_Work instruction_
Extract the text of every entry below exactly; leave images out.
:: Source data
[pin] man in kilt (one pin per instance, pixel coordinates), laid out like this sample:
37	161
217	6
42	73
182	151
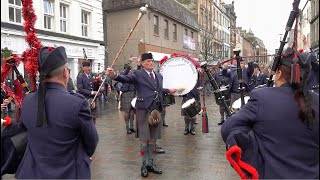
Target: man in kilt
149	89
234	85
222	82
190	121
128	93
::::
_Response to this exercise_
[pin] man in kilt (one pin per instance, pixel coordinates), laid out like this sample:
37	161
217	6
42	73
182	151
Target: man in kilt
149	89
234	85
222	82
190	121
128	93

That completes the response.